# AIM OF THE EXERCISE:
List each line below that contains the word "trunk", copying it in full.

▼▼▼

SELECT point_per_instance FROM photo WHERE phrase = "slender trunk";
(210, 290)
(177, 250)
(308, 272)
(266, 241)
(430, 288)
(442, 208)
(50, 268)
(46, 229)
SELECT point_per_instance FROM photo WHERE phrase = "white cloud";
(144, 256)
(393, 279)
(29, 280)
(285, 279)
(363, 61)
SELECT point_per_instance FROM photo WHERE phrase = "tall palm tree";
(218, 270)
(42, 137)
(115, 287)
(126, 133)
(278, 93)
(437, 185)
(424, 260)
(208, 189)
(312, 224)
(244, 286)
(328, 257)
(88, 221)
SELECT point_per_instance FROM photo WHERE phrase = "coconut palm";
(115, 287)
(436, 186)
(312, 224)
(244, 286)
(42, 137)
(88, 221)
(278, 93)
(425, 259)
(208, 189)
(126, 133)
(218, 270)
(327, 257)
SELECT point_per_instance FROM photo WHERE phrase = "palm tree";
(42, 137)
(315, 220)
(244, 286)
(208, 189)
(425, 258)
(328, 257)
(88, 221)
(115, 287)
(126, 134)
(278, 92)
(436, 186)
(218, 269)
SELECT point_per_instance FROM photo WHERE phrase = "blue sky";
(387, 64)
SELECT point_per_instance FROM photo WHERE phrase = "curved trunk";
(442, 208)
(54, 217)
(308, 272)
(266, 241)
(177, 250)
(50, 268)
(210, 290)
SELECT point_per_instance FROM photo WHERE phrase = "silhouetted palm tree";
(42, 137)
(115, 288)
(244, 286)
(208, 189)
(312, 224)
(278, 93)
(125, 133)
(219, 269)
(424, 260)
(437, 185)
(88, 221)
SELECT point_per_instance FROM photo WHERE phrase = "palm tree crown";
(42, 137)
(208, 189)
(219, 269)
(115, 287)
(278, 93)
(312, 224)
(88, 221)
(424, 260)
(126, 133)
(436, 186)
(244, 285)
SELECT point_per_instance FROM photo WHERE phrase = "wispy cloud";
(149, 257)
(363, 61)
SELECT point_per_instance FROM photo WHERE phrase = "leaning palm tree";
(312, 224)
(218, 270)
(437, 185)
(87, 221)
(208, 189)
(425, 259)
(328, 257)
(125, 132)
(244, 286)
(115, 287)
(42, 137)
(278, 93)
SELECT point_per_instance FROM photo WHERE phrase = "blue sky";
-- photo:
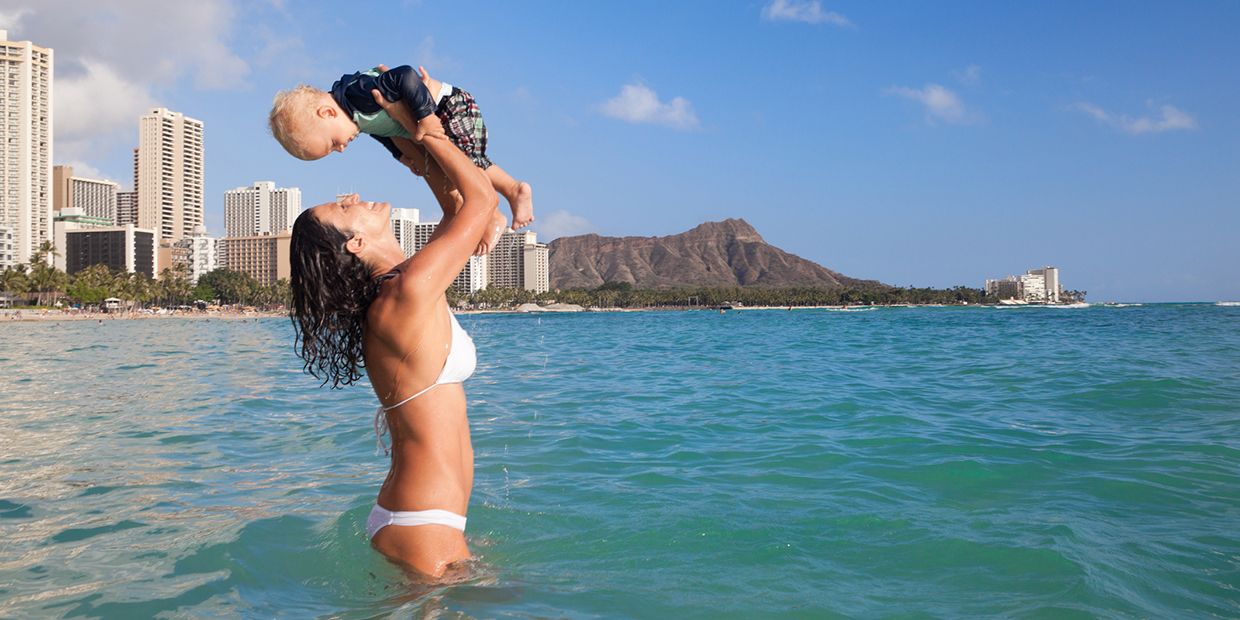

▲▲▲

# COMPLETE RESPONSE:
SELECT point_per_instance FROM photo WHERE phrase = "slender trunk";
SELECT point_per_instance FROM photo WHERE phrase = "curved trunk";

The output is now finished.